* **GIVEN REQUEST**: Emit a verbatim copy of the lines running from the line with "Task: locate the crowd" through the end of the material below.
** Begin DATA FOR THIS EXERCISE **
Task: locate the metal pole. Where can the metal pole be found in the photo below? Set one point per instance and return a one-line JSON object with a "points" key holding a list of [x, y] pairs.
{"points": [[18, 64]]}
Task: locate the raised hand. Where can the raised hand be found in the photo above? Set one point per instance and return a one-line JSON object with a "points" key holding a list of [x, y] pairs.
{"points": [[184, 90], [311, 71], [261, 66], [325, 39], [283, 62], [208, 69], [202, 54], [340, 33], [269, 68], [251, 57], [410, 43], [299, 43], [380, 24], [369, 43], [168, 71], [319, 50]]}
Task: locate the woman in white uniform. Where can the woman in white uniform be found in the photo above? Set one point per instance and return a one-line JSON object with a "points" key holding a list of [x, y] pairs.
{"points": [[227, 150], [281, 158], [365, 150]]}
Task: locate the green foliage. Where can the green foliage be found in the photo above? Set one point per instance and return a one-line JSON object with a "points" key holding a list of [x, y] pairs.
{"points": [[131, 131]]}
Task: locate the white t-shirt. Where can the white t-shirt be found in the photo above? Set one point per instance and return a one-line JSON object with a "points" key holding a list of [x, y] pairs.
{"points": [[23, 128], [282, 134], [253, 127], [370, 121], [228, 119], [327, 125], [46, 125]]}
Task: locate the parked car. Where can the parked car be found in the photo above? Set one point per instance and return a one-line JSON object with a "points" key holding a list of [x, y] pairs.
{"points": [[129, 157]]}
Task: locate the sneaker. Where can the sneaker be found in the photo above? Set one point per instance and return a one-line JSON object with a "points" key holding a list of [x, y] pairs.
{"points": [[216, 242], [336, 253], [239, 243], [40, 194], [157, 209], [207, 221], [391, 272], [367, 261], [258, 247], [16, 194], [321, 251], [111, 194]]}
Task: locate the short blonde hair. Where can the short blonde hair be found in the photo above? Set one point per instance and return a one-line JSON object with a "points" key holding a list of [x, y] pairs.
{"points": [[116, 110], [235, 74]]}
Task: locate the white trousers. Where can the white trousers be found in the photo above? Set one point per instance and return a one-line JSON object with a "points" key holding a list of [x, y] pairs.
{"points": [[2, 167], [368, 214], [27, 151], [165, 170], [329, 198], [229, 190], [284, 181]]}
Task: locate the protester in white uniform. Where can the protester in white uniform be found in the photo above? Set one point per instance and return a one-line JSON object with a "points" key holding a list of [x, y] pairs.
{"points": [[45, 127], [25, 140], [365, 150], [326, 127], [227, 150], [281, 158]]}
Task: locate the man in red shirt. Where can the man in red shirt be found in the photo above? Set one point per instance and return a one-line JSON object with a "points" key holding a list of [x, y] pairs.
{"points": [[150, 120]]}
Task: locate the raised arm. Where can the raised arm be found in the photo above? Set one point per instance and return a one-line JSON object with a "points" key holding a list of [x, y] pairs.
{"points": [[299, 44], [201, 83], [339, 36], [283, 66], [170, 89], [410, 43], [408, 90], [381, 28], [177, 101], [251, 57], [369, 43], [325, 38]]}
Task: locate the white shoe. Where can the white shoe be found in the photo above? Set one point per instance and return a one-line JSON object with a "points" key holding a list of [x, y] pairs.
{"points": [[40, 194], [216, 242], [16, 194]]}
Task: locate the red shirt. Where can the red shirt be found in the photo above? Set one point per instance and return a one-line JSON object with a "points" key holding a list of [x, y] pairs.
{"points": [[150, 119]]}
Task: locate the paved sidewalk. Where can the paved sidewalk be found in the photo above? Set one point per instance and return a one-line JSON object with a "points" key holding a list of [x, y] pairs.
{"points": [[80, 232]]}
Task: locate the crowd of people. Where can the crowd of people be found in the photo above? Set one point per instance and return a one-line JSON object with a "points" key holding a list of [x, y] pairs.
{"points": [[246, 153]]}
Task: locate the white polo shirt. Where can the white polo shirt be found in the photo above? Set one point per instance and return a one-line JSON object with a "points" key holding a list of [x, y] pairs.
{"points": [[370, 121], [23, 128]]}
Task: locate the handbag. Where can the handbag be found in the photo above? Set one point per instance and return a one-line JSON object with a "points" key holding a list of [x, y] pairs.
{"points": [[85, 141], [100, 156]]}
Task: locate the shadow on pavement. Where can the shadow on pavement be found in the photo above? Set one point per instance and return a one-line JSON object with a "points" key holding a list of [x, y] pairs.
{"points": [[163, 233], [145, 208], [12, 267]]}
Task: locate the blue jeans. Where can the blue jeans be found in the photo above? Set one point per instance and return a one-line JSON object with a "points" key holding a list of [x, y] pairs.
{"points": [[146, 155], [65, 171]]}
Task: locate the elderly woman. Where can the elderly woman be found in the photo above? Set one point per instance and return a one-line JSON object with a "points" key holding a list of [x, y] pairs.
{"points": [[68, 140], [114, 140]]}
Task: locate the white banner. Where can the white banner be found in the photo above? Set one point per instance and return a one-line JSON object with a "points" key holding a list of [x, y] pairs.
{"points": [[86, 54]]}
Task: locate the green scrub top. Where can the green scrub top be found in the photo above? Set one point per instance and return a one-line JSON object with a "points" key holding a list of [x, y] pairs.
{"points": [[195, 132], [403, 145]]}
** End DATA FOR THIS EXERCISE **
* **EXERCISE ANSWER**:
Task: locate the crowd of people. Where can the crowd of people be found in the photo above? Set one point per instance and return a one-line JSON object with a "points" key holding a list of [x, y] pairs.
{"points": [[246, 153]]}
Task: locate the white polo shirt. Where can the white polo shirt be found in the photo above? Set one point per instance and return a one-line JSON object with a "points" key holding a list of [x, y] pairs.
{"points": [[370, 121], [23, 128]]}
Task: locate the handbag. Where can the handbag be found in the photo above? Set one point per instance and return a one-line JSON object with a "points" key holding a list of [x, y] pairs.
{"points": [[85, 141], [100, 156]]}
Task: locate the shadow on pavement. Where can the shadow on pavement be found in the photo above? Set one point per instance and return a one-line JSON object with a "points" key holding a list of [x, y] pairs.
{"points": [[163, 233], [145, 208], [12, 267]]}
Task: locate the blue jeans. Where can the blue jeans be found in the photo above? Set one point per instance and return a one-line JSON object with a "points" key holding a list of [x, y] pairs.
{"points": [[146, 155], [65, 171]]}
Task: locate the elderly woman. Where can the elderly woman be found in the photo above? Set one point per instance and return a one-line JSON object with a "points" key holding a list of [x, y] pairs.
{"points": [[68, 140], [114, 140]]}
Task: locate the white banner. Where can the white banner be found in the photo above? Set one point per instance and return a one-line JSON object with a "points" key holding a list of [x, y] pairs.
{"points": [[86, 54]]}
Task: locate the green scrub top. Where can the green scrub top be found in the photo above? Set one point per instance and return a one-line JSON object with a "points" key holding a list of [x, y] pairs.
{"points": [[195, 132], [403, 145]]}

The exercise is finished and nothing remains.